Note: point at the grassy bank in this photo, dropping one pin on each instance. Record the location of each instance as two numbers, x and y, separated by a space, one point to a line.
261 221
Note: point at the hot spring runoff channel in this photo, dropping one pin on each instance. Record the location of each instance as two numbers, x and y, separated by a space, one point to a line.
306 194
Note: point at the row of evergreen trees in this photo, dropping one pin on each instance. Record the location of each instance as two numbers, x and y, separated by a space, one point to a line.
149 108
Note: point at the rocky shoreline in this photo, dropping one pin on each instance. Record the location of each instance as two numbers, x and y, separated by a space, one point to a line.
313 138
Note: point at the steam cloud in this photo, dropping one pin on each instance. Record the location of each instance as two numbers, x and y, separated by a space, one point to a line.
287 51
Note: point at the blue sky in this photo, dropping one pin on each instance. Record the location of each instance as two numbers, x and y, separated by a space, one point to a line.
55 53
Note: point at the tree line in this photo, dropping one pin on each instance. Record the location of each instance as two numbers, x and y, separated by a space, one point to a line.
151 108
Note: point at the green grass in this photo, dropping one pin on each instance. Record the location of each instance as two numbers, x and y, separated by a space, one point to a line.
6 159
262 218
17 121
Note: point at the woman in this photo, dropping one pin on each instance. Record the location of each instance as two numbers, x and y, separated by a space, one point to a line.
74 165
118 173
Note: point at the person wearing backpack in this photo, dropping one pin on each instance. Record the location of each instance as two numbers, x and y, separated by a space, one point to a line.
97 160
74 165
══════
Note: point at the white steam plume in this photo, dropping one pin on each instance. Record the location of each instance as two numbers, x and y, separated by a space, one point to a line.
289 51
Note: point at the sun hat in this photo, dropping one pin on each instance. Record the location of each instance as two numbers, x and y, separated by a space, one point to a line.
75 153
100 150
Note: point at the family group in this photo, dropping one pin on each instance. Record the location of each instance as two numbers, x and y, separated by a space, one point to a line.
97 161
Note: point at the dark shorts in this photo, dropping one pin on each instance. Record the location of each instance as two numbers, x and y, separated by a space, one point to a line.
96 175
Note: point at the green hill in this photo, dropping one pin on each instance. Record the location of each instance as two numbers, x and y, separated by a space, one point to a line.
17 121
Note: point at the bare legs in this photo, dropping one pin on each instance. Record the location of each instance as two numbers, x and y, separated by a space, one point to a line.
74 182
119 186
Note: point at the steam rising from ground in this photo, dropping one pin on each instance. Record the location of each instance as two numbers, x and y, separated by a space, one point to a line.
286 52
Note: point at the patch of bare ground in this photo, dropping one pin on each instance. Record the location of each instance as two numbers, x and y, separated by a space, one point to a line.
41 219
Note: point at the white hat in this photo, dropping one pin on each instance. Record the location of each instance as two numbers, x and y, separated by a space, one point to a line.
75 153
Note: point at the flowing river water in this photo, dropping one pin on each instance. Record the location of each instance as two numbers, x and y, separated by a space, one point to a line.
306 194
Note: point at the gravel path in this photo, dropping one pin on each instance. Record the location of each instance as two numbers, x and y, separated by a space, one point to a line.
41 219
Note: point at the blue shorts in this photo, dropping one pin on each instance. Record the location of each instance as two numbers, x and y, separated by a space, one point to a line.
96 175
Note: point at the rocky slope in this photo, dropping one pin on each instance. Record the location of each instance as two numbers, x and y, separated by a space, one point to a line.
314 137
══════
* WRITTEN PROBLEM: How many lines of the records above contain the word "white"? Reply with the number alone.

* COMPLETE OUTPUT: 2